[Text block Boundary: Start]
A transfer and fine-tuning method is applied to combine the understanding of genomic sequences obtained from the pre-trained foundation model with the task-specific dataset for virus identification. First, ViraLM is built with a 12-layer attention block, followed by a fully connected layer that serves as a binary classifier for classifying input sequences as viruses or nonviruses. The learnable parameters of the attention block in ViraLM are initialized by transferring values from the corresponding parameters in DNABERT-2’s attention block, ensuring that the model starts with the parameters and representations learned by DNABERT-2. Then, unlike DNABERT-2’s self-supervised training, ViraLM is trained using labeled data, which consists of positive samples (virus sequences) and negative samples (nonvirus sequences) generated from high-quality genomes. During fine-tuning, the learnable parameters are aligned with the specific training objective of virus identification. To facilitate parameter updates, binary cross-entropy loss and the Adam optimizer with a learning rate of 1e−5 and a warm-up step of 50 are used. This approach leverages the strengths of both self-supervised and supervised learning, enabling the model to gain a comprehensive understanding of genomic patterns and contexts while being specifically tailored to virus identification. Once the fine-tuning process is completed, the model becomes capable of accurately identifying virus sequences from the input data.
[Text block Boundary: End]
In the passage on ViraLM, what learning rate is used with the Adam optimizer during fine-tuning?
[Dataset Boundary: Start]
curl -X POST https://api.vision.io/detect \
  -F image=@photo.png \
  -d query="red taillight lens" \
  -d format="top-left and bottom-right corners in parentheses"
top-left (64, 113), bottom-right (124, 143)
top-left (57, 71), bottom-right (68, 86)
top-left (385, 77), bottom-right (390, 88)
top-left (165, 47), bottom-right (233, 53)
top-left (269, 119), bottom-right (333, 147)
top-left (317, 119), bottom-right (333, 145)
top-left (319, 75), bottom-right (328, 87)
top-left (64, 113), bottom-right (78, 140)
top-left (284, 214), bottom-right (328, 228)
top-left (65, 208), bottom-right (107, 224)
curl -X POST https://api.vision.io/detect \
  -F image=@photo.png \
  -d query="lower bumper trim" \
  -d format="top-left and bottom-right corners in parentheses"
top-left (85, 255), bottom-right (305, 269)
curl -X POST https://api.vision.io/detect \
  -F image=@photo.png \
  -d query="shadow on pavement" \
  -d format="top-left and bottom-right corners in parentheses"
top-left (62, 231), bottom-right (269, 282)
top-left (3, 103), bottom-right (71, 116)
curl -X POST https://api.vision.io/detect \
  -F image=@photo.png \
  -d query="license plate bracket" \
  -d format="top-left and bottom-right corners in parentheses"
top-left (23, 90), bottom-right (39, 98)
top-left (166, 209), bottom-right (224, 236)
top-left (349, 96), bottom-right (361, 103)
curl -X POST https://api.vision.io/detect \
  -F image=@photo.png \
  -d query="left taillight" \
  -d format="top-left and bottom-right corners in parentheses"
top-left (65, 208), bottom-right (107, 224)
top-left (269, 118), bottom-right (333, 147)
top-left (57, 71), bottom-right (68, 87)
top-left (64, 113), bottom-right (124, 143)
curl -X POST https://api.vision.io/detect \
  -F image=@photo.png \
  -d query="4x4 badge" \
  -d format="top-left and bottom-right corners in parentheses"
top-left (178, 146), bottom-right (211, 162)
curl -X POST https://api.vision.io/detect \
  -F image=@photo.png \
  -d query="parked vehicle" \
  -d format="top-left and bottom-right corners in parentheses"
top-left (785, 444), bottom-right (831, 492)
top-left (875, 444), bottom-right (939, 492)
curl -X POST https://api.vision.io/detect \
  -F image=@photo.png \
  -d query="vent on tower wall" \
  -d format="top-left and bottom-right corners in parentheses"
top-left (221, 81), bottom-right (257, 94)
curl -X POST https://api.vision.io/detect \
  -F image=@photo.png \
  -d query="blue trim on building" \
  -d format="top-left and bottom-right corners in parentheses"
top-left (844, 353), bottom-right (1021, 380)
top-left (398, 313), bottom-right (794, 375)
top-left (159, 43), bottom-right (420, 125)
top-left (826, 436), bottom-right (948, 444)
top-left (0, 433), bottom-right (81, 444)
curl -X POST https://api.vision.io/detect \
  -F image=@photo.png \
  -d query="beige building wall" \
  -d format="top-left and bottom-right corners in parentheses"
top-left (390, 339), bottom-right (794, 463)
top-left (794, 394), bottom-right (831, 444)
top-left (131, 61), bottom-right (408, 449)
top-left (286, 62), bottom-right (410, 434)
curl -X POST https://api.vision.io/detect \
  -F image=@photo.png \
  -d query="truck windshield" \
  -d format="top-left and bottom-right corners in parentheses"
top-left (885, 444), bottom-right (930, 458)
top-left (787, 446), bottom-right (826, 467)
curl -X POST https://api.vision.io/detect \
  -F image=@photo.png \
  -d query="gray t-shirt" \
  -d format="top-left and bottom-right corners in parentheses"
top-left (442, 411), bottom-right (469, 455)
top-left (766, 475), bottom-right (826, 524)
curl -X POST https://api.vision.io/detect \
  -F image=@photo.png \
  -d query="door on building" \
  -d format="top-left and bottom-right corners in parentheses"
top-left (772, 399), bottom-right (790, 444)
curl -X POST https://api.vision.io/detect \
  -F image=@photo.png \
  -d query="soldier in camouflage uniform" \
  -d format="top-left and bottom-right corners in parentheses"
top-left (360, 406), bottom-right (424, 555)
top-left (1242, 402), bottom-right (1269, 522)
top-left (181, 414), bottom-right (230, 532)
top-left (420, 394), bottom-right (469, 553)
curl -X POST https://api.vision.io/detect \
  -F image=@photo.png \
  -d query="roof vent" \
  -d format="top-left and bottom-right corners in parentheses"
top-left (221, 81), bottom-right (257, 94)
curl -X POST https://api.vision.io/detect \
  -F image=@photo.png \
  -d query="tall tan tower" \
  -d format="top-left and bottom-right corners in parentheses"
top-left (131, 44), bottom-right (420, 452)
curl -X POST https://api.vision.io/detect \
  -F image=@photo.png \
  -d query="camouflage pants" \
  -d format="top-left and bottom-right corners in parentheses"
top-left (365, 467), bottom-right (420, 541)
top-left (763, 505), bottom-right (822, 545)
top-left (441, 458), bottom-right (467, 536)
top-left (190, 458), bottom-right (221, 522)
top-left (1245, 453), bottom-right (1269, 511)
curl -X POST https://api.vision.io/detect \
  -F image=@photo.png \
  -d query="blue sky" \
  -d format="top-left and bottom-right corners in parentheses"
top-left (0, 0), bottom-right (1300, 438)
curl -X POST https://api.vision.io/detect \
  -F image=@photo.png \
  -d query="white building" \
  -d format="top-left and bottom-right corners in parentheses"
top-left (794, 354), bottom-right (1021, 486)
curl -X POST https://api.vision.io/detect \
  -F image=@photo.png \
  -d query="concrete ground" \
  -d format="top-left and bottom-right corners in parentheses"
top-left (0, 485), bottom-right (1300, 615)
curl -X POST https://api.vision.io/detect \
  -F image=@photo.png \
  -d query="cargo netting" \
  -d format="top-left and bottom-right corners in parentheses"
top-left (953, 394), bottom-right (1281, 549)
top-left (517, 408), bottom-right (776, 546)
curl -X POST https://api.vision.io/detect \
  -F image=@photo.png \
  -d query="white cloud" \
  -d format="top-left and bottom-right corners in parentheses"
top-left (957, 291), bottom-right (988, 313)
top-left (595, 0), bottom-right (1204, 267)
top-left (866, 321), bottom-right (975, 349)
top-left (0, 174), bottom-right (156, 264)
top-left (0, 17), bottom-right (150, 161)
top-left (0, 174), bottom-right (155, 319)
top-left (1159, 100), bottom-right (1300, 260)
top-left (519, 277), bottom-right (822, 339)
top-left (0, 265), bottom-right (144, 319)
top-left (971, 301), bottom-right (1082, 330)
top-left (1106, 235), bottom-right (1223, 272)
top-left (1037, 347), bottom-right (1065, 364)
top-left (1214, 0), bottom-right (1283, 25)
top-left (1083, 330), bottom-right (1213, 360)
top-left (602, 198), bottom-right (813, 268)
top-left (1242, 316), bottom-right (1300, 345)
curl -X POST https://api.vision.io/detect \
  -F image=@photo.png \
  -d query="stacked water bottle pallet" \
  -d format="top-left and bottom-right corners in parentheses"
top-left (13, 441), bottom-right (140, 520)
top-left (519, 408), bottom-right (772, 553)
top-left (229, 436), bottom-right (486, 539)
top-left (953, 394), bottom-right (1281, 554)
[Dataset Boundary: End]
## Written solution
1e−5